Text provided ▸
Monday, 19 December 2016

Disabled workers win $100m fair pay case: a 2016 good news story


2016 has been by any standards, an awful year. A volatile and hateful politics swept through the United States and Europe. Neoliberalism fell over and took the left with it. A who’s who of brilliant and talented artists died. Leonard Cohen, an 80-year-old Jewish Buddhist and genius fulfilled his sublime pledge to his former muse, Maryanne, to follow her into death.
Closer to home, toxic campaigns raged against the human rights commissioner, Gillian Triggs, and in favour of the human right to engage in racist speech. As the planet continued to fry, an increasingly dumb, coal-addicted nation sat on its angry fists.
2016 was also the year that an unprecedented number of wage fraud scandals were exposed, embarrassing blue chip companies including Woolworths, Caltex, Coles and Myer. The scandals revealed that grossly exploited students and migrants on visas were the major victims of wage fraud in one of the richest countries in the globe.

Information ▸
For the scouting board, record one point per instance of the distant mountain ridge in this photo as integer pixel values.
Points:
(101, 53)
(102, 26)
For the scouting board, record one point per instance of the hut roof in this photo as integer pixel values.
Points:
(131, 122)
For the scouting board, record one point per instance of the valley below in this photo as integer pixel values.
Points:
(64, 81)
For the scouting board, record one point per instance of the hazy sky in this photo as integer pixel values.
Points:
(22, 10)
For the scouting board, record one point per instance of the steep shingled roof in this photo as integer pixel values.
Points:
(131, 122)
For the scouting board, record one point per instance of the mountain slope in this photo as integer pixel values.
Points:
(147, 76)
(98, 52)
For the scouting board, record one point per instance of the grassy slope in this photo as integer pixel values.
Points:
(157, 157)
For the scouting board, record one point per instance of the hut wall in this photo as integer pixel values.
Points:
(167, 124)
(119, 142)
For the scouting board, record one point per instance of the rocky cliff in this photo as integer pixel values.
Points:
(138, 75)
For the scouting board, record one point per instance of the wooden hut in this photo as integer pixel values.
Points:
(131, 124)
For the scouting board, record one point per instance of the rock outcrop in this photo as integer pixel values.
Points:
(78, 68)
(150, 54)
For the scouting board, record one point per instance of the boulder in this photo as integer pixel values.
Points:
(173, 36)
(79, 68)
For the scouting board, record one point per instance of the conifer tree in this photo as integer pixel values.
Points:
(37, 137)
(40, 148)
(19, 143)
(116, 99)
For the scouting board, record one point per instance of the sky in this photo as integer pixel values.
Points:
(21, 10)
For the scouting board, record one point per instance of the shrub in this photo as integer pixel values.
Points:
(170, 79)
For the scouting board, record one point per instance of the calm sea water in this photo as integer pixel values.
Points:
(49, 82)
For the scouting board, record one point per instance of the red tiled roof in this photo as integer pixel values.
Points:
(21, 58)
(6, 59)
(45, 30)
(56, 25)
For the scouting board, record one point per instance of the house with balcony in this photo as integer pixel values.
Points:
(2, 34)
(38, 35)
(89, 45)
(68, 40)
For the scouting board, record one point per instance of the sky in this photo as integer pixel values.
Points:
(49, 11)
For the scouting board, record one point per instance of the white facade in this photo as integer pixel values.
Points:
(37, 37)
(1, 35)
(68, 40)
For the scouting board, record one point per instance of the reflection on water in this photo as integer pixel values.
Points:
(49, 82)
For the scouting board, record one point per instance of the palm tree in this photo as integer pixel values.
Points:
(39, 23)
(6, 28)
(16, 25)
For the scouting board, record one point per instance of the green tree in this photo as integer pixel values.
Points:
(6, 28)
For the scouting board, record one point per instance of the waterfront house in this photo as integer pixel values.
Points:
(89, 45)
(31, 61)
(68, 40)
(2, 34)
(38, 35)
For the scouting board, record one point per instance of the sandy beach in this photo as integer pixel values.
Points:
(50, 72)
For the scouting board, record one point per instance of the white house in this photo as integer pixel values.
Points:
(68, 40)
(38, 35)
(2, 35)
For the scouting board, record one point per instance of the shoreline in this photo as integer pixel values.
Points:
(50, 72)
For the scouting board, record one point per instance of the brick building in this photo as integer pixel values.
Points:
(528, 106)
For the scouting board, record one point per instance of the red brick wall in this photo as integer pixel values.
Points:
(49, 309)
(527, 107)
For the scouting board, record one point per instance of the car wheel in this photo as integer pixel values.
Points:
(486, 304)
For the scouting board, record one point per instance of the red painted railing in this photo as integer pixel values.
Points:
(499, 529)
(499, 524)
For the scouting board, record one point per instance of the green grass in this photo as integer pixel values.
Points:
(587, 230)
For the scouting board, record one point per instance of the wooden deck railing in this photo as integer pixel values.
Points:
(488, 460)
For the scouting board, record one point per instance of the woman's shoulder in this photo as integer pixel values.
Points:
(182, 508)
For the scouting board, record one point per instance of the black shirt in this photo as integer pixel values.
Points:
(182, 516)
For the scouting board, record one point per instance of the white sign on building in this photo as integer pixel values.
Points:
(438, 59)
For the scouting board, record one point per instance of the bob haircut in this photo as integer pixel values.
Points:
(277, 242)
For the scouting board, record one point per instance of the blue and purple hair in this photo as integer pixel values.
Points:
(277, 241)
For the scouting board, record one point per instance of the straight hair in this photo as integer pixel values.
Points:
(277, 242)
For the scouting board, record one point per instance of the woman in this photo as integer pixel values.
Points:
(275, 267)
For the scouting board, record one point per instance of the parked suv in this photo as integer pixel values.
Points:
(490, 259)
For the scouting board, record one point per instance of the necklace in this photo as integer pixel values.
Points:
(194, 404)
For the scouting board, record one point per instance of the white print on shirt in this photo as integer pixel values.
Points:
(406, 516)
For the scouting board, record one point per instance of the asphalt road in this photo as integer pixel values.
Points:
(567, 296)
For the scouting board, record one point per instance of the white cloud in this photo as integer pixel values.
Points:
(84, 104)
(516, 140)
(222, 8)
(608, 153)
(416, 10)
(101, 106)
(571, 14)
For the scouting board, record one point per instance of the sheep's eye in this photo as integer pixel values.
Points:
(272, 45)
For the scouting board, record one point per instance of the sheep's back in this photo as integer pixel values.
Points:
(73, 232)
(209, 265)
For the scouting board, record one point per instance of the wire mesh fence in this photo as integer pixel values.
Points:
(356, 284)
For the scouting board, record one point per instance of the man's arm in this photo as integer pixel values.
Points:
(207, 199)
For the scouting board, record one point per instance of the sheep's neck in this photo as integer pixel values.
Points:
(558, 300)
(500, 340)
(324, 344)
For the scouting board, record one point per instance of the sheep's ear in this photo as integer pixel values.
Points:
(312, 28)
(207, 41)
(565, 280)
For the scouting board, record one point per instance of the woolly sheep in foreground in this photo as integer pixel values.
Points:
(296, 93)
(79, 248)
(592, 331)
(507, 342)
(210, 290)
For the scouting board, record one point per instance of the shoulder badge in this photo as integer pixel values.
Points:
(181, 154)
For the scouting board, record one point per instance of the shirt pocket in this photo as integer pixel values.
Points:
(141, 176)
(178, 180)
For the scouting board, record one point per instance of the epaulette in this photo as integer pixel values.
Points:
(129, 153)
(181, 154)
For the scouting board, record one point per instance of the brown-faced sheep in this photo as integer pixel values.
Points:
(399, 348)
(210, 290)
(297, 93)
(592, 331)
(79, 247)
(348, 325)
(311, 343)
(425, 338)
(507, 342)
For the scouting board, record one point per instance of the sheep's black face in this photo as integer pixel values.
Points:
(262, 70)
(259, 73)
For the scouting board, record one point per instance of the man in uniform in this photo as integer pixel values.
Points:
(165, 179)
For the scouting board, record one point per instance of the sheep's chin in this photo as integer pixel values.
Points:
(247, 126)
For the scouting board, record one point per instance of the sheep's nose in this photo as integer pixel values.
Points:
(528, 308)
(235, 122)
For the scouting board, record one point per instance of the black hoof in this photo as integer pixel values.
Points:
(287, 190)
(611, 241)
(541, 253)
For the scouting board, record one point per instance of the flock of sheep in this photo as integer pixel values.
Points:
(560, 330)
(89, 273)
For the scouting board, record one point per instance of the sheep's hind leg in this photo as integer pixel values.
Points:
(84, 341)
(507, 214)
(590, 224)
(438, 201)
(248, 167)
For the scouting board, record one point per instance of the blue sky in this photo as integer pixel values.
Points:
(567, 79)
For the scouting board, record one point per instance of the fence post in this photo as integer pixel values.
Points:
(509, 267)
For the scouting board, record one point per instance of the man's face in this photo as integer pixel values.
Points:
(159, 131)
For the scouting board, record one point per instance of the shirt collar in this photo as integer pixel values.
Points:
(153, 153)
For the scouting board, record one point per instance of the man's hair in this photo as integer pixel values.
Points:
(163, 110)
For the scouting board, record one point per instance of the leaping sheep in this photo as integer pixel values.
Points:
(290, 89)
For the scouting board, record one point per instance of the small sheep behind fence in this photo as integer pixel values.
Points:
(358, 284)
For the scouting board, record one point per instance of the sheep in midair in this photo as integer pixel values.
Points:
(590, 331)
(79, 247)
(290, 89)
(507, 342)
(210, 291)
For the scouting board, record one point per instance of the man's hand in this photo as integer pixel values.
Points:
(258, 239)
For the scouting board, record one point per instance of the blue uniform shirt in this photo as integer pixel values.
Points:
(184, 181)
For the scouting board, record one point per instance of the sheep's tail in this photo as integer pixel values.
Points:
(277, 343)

Task to complete ▸ Reproduce the full post on the disabled workers' $100m fair pay case from above, word for word, including the date and the headline.

Solution for this task ▸
Monday, 19 December 2016

Disabled workers win $100m fair pay case: a 2016 good news story


2016 has been by any standards, an awful year. A volatile and hateful politics swept through the United States and Europe. Neoliberalism fell over and took the left with it. A who’s who of brilliant and talented artists died. Leonard Cohen, an 80-year-old Jewish Buddhist and genius fulfilled his sublime pledge to his former muse, Maryanne, to follow her into death.
Closer to home, toxic campaigns raged against the human rights commissioner, Gillian Triggs, and in favour of the human right to engage in racist speech. As the planet continued to fry, an increasingly dumb, coal-addicted nation sat on its angry fists.
2016 was also the year that an unprecedented number of wage fraud scandals were exposed, embarrassing blue chip companies including Woolworths, Caltex, Coles and Myer. The scandals revealed that grossly exploited students and migrants on visas were the major victims of wage fraud in one of the richest countries in the globe.